* Exercise goal *
Reproduce the passage from the excerpt below about Santiago's case, beginning at the words "Santiago is accused" and stopping after "the 22-count indictment.".

Santiago is accused of using that same weapon, a Walther 9mm, in the deadly attack at the airport. After Santiago surrendered, he told FBI agents in South Florida that he had been "programmed" by the government and also was inspired by the Islamic State extremist group.

However, FBI agents and prosecutors Del Toro and Lawrence LaVecchio said they found no actual links between Santiago and the Islamic State and therefore did not charge him with providing support to the terrorist organization in the 22-count indictment.

Ever since his arrest, Santiago has been taking medication to treat his diagnosis of schizophrenia. He has repeatedly told Judge Bloom that he understands what is happening in his case, and his defense lawyers have said he is legally competent to stand trial.

A Miami lawyer who has served in both the federal and state attorney's offices in Miami said the resolution of Santiago's case strikes the perfect balance.

"This brings closure to the case for the victims' families, and by addressing mental competency now, there will be no issue on appeal," said lawyer David Weinstein, a former chief of the counter-terrorism section in the U.S. attorney's office.

"It also points out the stark difference between the state and federal system in death penalty cases," Weinstein added. "This case has come to a conclusion in a little over a year. In contrast, state death penalty cases take years to resolve."

* Dataset excerpts *
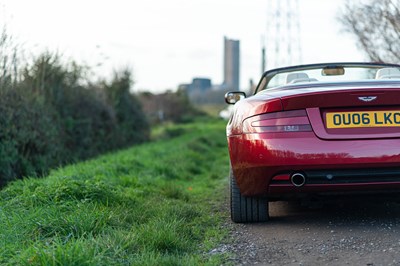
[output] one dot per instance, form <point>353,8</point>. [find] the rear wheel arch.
<point>246,209</point>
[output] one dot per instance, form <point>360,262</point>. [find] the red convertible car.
<point>314,130</point>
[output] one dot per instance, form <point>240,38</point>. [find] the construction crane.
<point>281,44</point>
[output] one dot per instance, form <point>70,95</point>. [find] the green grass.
<point>152,204</point>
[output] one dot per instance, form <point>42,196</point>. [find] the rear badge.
<point>367,98</point>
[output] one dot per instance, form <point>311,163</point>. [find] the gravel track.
<point>355,231</point>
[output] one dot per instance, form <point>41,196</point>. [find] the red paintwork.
<point>257,157</point>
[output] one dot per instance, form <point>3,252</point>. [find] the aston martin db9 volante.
<point>311,131</point>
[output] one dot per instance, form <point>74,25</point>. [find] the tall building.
<point>231,63</point>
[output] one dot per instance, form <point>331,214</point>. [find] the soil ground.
<point>353,231</point>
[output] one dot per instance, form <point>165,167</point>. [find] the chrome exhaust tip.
<point>298,179</point>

* Response to this task *
Santiago is accused of using that same weapon, a Walther 9mm, in the deadly attack at the airport. After Santiago surrendered, he told FBI agents in South Florida that he had been "programmed" by the government and also was inspired by the Islamic State extremist group.

However, FBI agents and prosecutors Del Toro and Lawrence LaVecchio said they found no actual links between Santiago and the Islamic State and therefore did not charge him with providing support to the terrorist organization in the 22-count indictment.